■ Gelesenes anwenden
1. Um wie viel Uhr ist die Gruppe laut dem Reisebericht wieder am Camp?
2. Überarbeite im Reisebericht den Abschnitt, der bei „13. Reisetag    22.02.2012“ anfängt und bei „lieber nicht wissen.“ aufhört: Setze „Lebensmittel“ an die Stelle von „Vorräte“ und schreib den Abschnitt neu hin.

■ Lesetext
# # #

Auf dem Rückweg zum Camp der Parkverwaltung kommen wir noch an einigen Nestern vorbei, in dessen unmittelbarer Umgebung auch gleich die Morgentoilette der Berggorilla zu finden ist. Wir selbst brauchen kaum weniger Zeit um zurück zum Camp zu kommen, da zwei aus unserer Gruppe ziemlich erschöpft sind, auf dem Hinweg wurden sie eher nach oben befördert, und jetzt auf dem Rückweg haben ihre Träger kaum weniger Mühe sie heil hinunter zu bugsieren. Wobei der Pfad aber auch so schmal ist, das man dort nur schwer helfen kann. So sind wir erst gegen 14 Uhr zurück am Camp, aus den zuvor getaxten drei Stunden sind so nahezu sechs geworden. Aber auf jeden Fall eins der ganz großen Erlebnisse.

 

13. Reisetag    22.02.2012 – Ishascha

Wir verlassen heute wieder den Biwindi Nationalpark um gleich in den nächsten Nationalpark wieder hinein zu fahren, es geht zum Queen Elisabeth Nationalpark an der kongolesischen Grenze.  Es fahren geruhsam um 09.30 Uhr in Buhoma los. Unseren ersten Stopp machen wir in Kihihi. Wir müssen tanken und unsere Vorräte ein bisschen auffrischen. Wir selbst gehen in den „Modern Supermarket“. Es gibt eine Computer-Kassse und auch einen Kühltruhe, auch wenn bei der wegen Überfüllung der Deckel nicht geschlossen werden kann. Was das bei den hier wieder deutlich höheren Temperaturen von gefühlt über 30° schon am Vormittag für die Lebensmittel bedeutet, will man im Detail auch lieber nicht wissen.

# # #

■ Ausgangsdaten
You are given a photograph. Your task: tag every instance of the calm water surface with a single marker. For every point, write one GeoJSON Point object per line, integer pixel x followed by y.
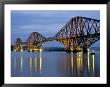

# # #

■ Ergebnisse nacheinander
1. Gegen 14 Uhr.

2.
13. Reisetag    22.02.2012 – Ishascha

Wir verlassen heute wieder den Biwindi Nationalpark um gleich in den nächsten Nationalpark wieder hinein zu fahren, es geht zum Queen Elisabeth Nationalpark an der kongolesischen Grenze.  Es fahren geruhsam um 09.30 Uhr in Buhoma los. Unseren ersten Stopp machen wir in Kihihi. Wir müssen tanken und unsere Lebensmittel ein bisschen auffrischen. Wir selbst gehen in den „Modern Supermarket“. Es gibt eine Computer-Kassse und auch einen Kühltruhe, auch wenn bei der wegen Überfüllung der Deckel nicht geschlossen werden kann. Was das bei den hier wieder deutlich höheren Temperaturen von gefühlt über 30° schon am Vormittag für die Lebensmittel bedeutet, will man im Detail auch lieber nicht wissen.